- **EXCERPTED DATA**:

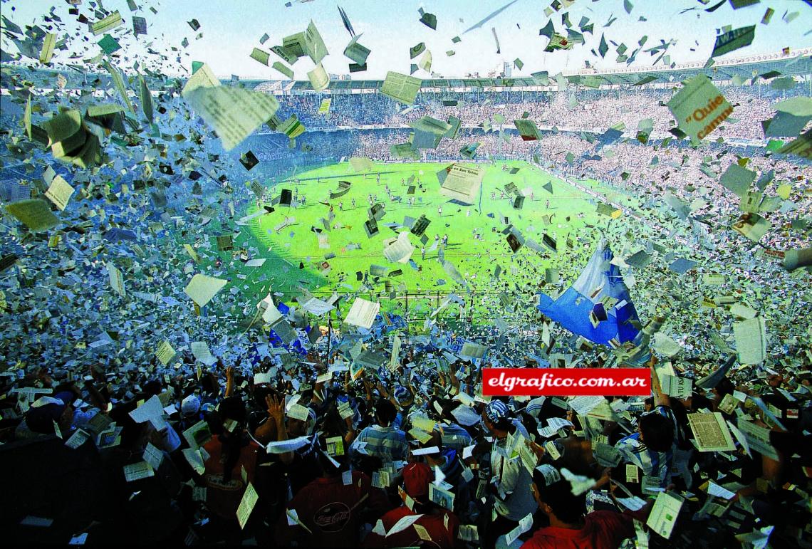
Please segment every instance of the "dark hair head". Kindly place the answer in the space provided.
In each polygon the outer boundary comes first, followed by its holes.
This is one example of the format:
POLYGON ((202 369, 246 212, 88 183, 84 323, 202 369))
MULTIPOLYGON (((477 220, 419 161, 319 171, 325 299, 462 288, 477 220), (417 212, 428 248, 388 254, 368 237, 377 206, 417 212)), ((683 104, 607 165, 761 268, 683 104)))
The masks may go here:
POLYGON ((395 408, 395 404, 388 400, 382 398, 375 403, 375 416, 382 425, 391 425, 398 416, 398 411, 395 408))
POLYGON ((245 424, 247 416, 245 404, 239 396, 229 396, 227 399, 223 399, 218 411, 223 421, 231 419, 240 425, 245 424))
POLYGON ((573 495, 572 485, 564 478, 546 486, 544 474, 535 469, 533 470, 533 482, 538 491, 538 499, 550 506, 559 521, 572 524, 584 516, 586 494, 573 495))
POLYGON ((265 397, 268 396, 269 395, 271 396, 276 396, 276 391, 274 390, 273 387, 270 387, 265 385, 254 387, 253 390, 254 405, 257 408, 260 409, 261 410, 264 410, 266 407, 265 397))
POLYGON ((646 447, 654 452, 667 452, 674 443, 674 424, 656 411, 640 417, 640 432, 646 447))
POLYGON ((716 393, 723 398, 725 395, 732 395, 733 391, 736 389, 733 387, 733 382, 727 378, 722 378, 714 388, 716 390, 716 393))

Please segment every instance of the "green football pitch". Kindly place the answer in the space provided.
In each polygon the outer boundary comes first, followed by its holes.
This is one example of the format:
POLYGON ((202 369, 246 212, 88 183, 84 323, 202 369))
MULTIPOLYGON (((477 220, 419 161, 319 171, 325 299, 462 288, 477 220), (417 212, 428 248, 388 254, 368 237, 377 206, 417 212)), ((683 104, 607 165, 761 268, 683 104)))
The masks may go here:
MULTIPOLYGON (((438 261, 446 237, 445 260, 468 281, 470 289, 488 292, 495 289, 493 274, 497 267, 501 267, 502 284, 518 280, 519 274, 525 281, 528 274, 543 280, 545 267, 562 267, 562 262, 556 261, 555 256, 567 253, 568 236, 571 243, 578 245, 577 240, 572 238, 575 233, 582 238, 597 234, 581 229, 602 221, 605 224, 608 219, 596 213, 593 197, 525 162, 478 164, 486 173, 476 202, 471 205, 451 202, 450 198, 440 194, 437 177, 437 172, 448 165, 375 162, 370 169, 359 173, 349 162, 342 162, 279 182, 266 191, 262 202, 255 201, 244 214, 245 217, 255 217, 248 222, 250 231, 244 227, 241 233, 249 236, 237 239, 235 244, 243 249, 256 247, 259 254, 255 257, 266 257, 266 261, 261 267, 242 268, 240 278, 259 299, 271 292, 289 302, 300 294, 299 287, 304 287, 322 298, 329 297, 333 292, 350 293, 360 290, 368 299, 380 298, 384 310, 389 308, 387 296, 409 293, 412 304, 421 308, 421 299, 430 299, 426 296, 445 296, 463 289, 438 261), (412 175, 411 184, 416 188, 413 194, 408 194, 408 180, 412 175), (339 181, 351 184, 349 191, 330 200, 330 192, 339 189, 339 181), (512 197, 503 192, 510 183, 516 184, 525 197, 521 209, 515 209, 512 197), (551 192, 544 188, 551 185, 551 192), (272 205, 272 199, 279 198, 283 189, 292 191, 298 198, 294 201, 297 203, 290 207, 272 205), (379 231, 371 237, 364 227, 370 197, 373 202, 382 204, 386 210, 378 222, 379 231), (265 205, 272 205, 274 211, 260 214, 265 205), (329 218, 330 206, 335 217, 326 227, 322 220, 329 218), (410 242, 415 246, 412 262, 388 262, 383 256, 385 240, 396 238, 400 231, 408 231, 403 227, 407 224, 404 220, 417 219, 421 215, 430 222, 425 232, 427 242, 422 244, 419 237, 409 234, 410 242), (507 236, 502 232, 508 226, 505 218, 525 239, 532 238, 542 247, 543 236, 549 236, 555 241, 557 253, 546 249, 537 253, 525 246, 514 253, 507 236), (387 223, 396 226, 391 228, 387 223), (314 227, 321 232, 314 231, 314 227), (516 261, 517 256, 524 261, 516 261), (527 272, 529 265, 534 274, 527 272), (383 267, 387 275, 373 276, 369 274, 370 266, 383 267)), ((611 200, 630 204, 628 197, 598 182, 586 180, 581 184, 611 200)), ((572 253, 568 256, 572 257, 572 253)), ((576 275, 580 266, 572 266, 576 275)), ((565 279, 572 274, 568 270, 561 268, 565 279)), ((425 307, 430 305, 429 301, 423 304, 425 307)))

- **WHAT THE TASK REQUIRES**:
Copy all of the items above line for line, leaving out the pictures.

- **EXPECTED ANSWER**:
Please segment every instance of the "dark hair head". Kindly place the answer in the space provided.
In each polygon the outer boundary comes first, followed by its holes.
This is one example of the format:
POLYGON ((202 369, 246 212, 88 183, 84 323, 202 369))
MULTIPOLYGON (((477 220, 419 161, 319 171, 325 299, 462 288, 477 220), (417 212, 428 248, 388 254, 368 237, 377 206, 417 212)), ((683 104, 607 165, 761 268, 683 104)))
The masks may go here:
POLYGON ((395 408, 395 404, 388 400, 382 398, 375 403, 375 416, 382 425, 391 425, 398 416, 398 411, 395 408))
POLYGON ((245 424, 247 416, 245 404, 239 396, 229 396, 227 399, 223 399, 218 411, 223 421, 231 419, 240 425, 245 424))
POLYGON ((573 495, 572 485, 564 478, 546 486, 544 474, 535 469, 533 470, 533 482, 538 491, 538 499, 550 506, 559 521, 572 524, 584 516, 586 494, 573 495))
POLYGON ((265 397, 268 396, 269 395, 271 396, 276 396, 276 391, 274 390, 273 387, 270 387, 265 385, 254 387, 253 390, 254 405, 257 408, 260 409, 261 410, 264 410, 266 407, 265 397))
POLYGON ((646 447, 654 452, 667 452, 674 443, 674 424, 656 411, 640 417, 640 432, 646 447))
POLYGON ((716 393, 723 398, 725 395, 732 395, 733 391, 736 389, 733 387, 733 382, 727 378, 722 378, 714 388, 716 390, 716 393))

Please segment every instance of the "green football pitch". Kindly place the answer in the space provided.
In each polygon the outer boundary comes first, followed by its holes.
This is one example of the format:
POLYGON ((202 369, 246 212, 88 183, 84 323, 202 369))
MULTIPOLYGON (((477 220, 419 161, 319 171, 325 299, 462 288, 477 220), (417 212, 428 248, 388 254, 368 237, 377 206, 417 212)), ((683 104, 607 165, 761 268, 683 104)))
The masks may go here:
MULTIPOLYGON (((438 261, 446 237, 445 260, 468 281, 470 289, 488 292, 495 289, 493 274, 497 267, 501 267, 502 284, 518 280, 519 274, 525 281, 528 274, 543 280, 545 267, 562 267, 562 262, 556 261, 555 256, 567 253, 568 236, 571 243, 578 245, 577 240, 572 238, 575 233, 582 238, 597 234, 581 229, 602 221, 605 224, 608 219, 596 213, 593 197, 525 162, 478 164, 486 173, 476 202, 471 205, 451 202, 450 198, 440 194, 437 177, 437 172, 448 165, 375 162, 370 169, 359 173, 349 162, 342 162, 279 182, 266 191, 262 202, 255 201, 244 214, 245 217, 255 217, 248 222, 250 231, 244 227, 241 233, 249 236, 237 239, 235 244, 243 249, 256 247, 259 254, 255 257, 266 257, 266 261, 261 267, 242 268, 240 278, 259 299, 271 292, 289 302, 300 294, 299 287, 304 287, 322 298, 329 297, 333 292, 350 293, 360 290, 368 299, 380 298, 384 310, 389 308, 387 296, 409 293, 412 304, 421 308, 421 299, 430 299, 426 296, 445 296, 463 289, 438 261), (412 175, 411 184, 416 188, 413 194, 408 194, 408 180, 412 175), (339 181, 351 184, 349 191, 330 200, 330 192, 339 189, 339 181), (512 197, 503 192, 510 183, 516 184, 525 197, 521 209, 515 209, 512 197), (551 192, 544 188, 551 185, 551 192), (272 205, 272 199, 279 198, 283 189, 292 191, 298 198, 294 201, 297 203, 290 207, 272 205), (379 231, 371 237, 364 227, 370 197, 373 202, 382 204, 386 210, 378 222, 379 231), (265 205, 272 205, 274 211, 260 214, 265 205), (329 218, 330 206, 335 217, 326 227, 322 220, 329 218), (410 242, 415 246, 412 262, 388 262, 383 256, 385 240, 396 238, 400 231, 408 231, 403 227, 407 224, 404 220, 417 219, 421 215, 430 222, 425 232, 427 242, 422 244, 419 237, 409 234, 410 242), (507 236, 502 232, 508 226, 505 218, 525 239, 532 238, 542 247, 543 236, 549 236, 555 241, 557 253, 546 249, 537 253, 525 246, 514 253, 507 236), (387 223, 396 226, 391 228, 387 223), (314 227, 321 232, 314 231, 314 227), (516 261, 517 256, 524 261, 516 261), (527 272, 529 265, 534 274, 527 272), (383 267, 387 275, 373 276, 369 274, 370 266, 383 267)), ((611 200, 630 204, 628 197, 598 182, 586 180, 581 184, 611 200)), ((572 253, 568 256, 572 257, 572 253)), ((576 275, 580 266, 572 266, 576 275)), ((565 279, 572 274, 568 270, 561 268, 565 279)), ((425 307, 430 305, 429 301, 423 304, 425 307)))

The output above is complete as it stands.